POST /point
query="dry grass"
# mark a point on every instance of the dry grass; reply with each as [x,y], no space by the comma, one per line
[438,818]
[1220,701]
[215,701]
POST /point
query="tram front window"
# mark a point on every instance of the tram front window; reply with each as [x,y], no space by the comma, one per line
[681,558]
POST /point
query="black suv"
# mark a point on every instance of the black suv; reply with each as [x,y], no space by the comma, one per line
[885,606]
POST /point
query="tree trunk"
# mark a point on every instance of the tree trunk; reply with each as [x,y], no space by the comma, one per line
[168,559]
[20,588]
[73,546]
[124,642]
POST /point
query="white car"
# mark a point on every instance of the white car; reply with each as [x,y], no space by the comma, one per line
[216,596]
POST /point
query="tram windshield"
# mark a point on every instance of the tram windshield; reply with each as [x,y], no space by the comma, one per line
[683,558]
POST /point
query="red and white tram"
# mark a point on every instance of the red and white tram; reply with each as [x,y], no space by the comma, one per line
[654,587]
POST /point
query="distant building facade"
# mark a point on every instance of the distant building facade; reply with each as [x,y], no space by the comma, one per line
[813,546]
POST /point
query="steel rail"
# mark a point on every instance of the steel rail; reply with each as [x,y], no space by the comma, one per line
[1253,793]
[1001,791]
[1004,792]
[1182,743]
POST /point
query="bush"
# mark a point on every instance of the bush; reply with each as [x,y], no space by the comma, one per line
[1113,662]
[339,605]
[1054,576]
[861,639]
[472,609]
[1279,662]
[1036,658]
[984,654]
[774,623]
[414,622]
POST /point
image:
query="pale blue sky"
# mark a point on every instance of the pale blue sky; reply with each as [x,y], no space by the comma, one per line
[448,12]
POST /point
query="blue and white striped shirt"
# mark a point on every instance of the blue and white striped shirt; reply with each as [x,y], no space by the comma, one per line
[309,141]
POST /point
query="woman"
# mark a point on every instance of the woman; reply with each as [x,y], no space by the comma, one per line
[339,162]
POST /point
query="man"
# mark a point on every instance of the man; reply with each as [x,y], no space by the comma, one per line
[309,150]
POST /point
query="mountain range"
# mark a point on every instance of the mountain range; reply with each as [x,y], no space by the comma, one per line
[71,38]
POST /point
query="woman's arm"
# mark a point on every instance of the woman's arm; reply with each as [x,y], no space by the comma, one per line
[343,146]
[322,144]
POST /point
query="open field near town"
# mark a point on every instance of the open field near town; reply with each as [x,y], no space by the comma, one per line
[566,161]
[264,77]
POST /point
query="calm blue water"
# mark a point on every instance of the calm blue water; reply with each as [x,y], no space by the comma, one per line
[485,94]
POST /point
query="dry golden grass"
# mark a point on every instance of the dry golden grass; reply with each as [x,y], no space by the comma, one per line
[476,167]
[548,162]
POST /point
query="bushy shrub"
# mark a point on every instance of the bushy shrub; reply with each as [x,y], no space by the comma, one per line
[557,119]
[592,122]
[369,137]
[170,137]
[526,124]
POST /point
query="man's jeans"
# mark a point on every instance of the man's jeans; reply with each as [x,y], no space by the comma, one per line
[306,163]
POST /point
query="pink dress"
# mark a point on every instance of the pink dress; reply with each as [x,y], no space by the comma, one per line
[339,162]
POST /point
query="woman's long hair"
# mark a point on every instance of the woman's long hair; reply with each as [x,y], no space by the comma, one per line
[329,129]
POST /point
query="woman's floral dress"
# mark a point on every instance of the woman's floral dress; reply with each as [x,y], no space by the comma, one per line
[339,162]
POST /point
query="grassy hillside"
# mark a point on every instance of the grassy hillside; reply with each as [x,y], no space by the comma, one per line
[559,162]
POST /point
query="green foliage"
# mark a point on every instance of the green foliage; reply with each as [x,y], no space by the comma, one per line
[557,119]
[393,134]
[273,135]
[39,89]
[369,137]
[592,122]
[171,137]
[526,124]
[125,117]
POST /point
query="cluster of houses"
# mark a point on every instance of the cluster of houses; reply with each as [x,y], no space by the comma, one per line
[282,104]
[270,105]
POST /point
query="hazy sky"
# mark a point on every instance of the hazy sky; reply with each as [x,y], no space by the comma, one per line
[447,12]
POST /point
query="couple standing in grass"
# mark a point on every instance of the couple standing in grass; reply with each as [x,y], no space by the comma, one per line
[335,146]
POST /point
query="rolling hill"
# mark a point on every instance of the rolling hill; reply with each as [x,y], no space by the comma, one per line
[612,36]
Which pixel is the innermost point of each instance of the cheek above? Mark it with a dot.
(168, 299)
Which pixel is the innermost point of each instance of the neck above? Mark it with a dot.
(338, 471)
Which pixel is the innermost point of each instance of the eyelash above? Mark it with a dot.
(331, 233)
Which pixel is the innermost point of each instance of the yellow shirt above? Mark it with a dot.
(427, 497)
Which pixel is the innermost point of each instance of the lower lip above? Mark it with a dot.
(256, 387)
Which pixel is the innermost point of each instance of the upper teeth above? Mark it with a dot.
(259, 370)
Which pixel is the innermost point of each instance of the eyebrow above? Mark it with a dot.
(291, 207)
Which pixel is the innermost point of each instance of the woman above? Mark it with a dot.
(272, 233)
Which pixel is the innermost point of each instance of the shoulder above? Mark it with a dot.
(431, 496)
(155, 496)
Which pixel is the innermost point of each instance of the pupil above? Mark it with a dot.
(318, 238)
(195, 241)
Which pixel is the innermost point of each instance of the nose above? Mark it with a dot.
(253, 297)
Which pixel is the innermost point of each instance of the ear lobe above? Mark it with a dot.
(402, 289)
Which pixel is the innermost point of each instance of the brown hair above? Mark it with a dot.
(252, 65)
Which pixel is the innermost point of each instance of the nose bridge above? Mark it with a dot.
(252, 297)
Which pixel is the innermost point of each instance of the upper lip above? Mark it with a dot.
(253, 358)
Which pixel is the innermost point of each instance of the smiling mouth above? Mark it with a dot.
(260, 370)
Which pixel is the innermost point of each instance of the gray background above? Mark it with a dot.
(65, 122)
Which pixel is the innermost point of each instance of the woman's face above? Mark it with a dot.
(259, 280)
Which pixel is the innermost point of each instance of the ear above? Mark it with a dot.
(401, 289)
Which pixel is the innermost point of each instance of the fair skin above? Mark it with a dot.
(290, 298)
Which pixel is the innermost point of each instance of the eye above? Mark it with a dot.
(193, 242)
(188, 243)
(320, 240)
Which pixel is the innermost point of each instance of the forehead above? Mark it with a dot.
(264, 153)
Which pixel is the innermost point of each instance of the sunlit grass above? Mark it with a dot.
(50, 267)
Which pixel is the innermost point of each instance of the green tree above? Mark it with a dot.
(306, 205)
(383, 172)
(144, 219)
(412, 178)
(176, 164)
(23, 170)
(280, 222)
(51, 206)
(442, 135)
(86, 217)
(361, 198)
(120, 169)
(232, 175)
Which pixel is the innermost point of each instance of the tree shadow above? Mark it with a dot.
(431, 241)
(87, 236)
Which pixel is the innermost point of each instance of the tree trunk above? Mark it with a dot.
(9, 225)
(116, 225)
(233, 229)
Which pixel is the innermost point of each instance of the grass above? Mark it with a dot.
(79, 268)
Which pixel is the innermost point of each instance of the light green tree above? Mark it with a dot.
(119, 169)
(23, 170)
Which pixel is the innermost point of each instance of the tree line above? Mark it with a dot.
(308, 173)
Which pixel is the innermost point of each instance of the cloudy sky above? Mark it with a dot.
______________________________
§ **WORK TO BE COMPLETED**
Copy the listing in full. Match it word for word.

§ **RESULT BELOW**
POST /point
query="dry grass"
# mark a point on every instance of the dry grass; reply with each as [x,y], no space by the comma, one per line
[438,818]
[1220,701]
[215,701]
POST /point
query="tram front window"
# mark a point on every instance of the tram front window; reply with each as [x,y], no space by the comma, one per line
[681,558]
POST /point
query="black suv"
# mark a point on every instance of the black suv; reply with each as [x,y], no space by the comma, one per line
[885,606]
POST /point
query="tree trunk"
# mark a point on every instance of the tree trunk; reply with each as [x,y], no space by the comma, one per line
[168,559]
[20,588]
[73,546]
[124,642]
POST /point
query="white car"
# mark a point on every instance of the white car; reply with each as [x,y], no space by the comma, one per line
[216,596]
POST /point
query="tram windshield"
# mark a point on every instance of the tram windshield; reply with each as [x,y], no space by the comma, one per line
[683,558]
POST /point
query="red and white tram"
# mark a point on every instance of the red and white tram; reply with each as [x,y], no space by the comma, one per line
[654,587]
POST /point
query="distant building facade"
# mark a point on every instance of the distant building facade; reply with each as [x,y], no space by the comma, one per line
[813,546]
POST /point
query="steel rail"
# mark a point on every instance of the steel rail; reply with each as [x,y], no space by the comma, one per line
[1253,793]
[1001,791]
[1004,792]
[1182,743]
POST /point
query="bush"
# mark a point on every instance of the bush; reply with each as [x,y], no space by the comma, one per line
[1113,662]
[339,605]
[1054,576]
[861,639]
[472,609]
[1279,662]
[1036,658]
[984,654]
[774,623]
[414,622]
POST /point
image:
query="pale blue sky"
# mark a point on every instance of the pale blue sky; reply with each as [x,y], no space by the comma, one per line
[448,12]
POST /point
query="blue and white striped shirt"
# mark a point on every instance of the blue and white striped shirt; reply with each as [x,y], no space by the comma, one per line
[309,141]
POST /point
query="woman"
# mark a point on every instance of the woman; reply with each as [x,y], no space by the comma, one per line
[339,162]
POST /point
query="man"
# mark a point on every instance of the man; reply with each as [x,y], no space by the comma, one per line
[309,150]
POST /point
query="mountain range"
# mark a point on every instance of the mountain range; reply with each as [x,y], no space by the comma, one per line
[71,38]
POST /point
query="woman's arm"
# mark a point on every instance of the woman's arm; reply with each as [x,y], no space by the comma, one per line
[343,146]
[322,144]
POST /point
query="open field near town"
# mark a point on every instance of the open field near town; reply with each as [x,y], no space by the comma, one per line
[566,161]
[264,77]
POST /point
query="calm blue water"
# mark a point on every instance of the calm blue water; reply with each as [x,y], no space by the comma, one per line
[485,94]
POST /point
query="dry golden grass"
# mark a point on every instance of the dry golden grass; reply with each as [x,y], no space by the comma, one per line
[476,167]
[548,162]
POST /point
query="bushy shrub"
# mark a point on every instance of the bushy shrub; reply with each as [x,y], no space by the comma, one per line
[557,119]
[592,122]
[369,137]
[170,137]
[526,124]
POST /point
query="man's jeans"
# mark a point on every instance of the man's jeans; reply with each as [x,y], no space by the comma, one per line
[306,163]
POST /point
query="pink dress"
# mark a point on every instance of the pink dress; reply with each as [x,y], no space by the comma, one per line
[339,162]
POST /point
query="woman's long hair"
# mark a point on every instance of the woman's long hair; reply with each as [x,y], no space by the comma, one per line
[329,129]
POST /point
query="woman's floral dress"
# mark a point on every instance of the woman's floral dress; reply with each as [x,y], no space by the comma, one per line
[339,162]
POST /point
query="grassy hillside"
# mark a point on every instance of the grassy hillside; reply with each as [x,y], no space by the comma, one per line
[559,162]
POST /point
query="green foliage"
# mark a point on every instance of the green foliage; reply with each as [x,y], no space by the comma, one per line
[557,119]
[393,134]
[273,135]
[39,89]
[369,137]
[592,122]
[171,137]
[526,124]
[125,117]
POST /point
query="cluster of houses"
# mark a point on every instance of the cluster of houses; reply with each as [x,y], no space by the comma, one per line
[282,104]
[270,105]
POST /point
query="hazy sky"
# mark a point on every instance of the hazy sky; reply with each as [x,y], no space by the comma, one per line
[447,12]
POST /point
query="couple standing in grass"
# mark a point on every instance of the couple standing in grass; reply with each as [x,y], no space by the comma, one per line
[335,146]
POST /point
query="rolling hill"
# mark a point on every instance of the rolling hill; reply with each as [x,y], no space by the comma, one per line
[612,36]
Which pixel is the innermost point of each instance of the cheek above? Mark it with a dot.
(168, 299)
Which pixel is the innermost point of each instance of the neck above? Mark it with a dot.
(338, 471)
Which pixel is the innermost point of each instance of the eyelash above? Mark it with a dot.
(331, 233)
Which pixel is the innermost point of each instance of the yellow shirt above? Mark it with a dot.
(427, 497)
Which pixel is the innermost point of each instance of the lower lip above? Mark it with a dot.
(256, 387)
Which pixel is the innermost point of each instance of the upper teeth above? Mark it with a dot.
(259, 370)
Which pixel is the innermost point of each instance of the eyebrow above? Mark it with a dot.
(291, 207)
Which pixel is the innermost point of each instance of the woman above? Mark it with a dot.
(272, 233)
Which pixel is the innermost point of each instance of the shoulder above? Mark it with a dot.
(431, 496)
(155, 496)
Which pixel is the innermost point of each instance of the pupil above? Mark it with a dot.
(318, 238)
(195, 241)
Which pixel is the innermost point of each instance of the nose above? Mark it with a dot.
(253, 297)
Which pixel is the innermost point of each instance of the ear lobe above? Mark it with a dot.
(402, 289)
Which pixel is the innermost point of each instance of the brown hair above? Mark it with a dot.
(252, 65)
Which pixel is the innermost point of each instance of the nose bridge above? Mark it with a dot.
(252, 297)
Which pixel is the innermost point of each instance of the upper lip above? Mark it with a dot.
(253, 358)
Which pixel is the innermost point of each instance of the smiling mouth above? Mark it with a dot.
(260, 370)
Which pixel is the innermost point of each instance of the gray background above? Mark it with a dot.
(65, 122)
Which pixel is the innermost point of each instance of the woman's face above? Mark it with a dot.
(259, 280)
Which pixel is the innermost point of each instance of the ear above? Mark it with a dot.
(401, 289)
Which pixel is the innermost point of each instance of the fair skin above? Mark it with a dot.
(290, 298)
Which pixel is the innermost point of each instance of the eye above? Mark it with a dot.
(193, 242)
(188, 243)
(320, 240)
Which pixel is the innermost point of each instance of the forehead above? Mark it with a dot.
(264, 153)
Which pixel is the innermost point of each instance of the sunlit grass above? Mark it with a dot.
(50, 267)
Which pixel is the innermost point of each instance of the green tree above? Mark it with a dot.
(306, 205)
(383, 172)
(144, 219)
(412, 178)
(176, 164)
(23, 170)
(280, 222)
(51, 206)
(442, 135)
(86, 217)
(361, 198)
(120, 169)
(232, 175)
Which pixel is the innermost point of each instance of the tree shadow above? Mark it with a dot.
(431, 241)
(87, 236)
Which pixel is the innermost point of each instance of the tree trunk above? Mark it with a dot.
(9, 225)
(116, 225)
(233, 229)
Which pixel is the innermost point of each instance of the grass above? Mark it with a dot.
(79, 268)
Which pixel is the innermost point of each instance of the light green tree above? Mark it with a dot.
(119, 169)
(23, 170)
Which pixel is the innermost point of each instance of the tree line above? Mark it with a dot.
(308, 173)
Which pixel is the innermost point of each instance of the cloudy sky above? Mark it with a dot.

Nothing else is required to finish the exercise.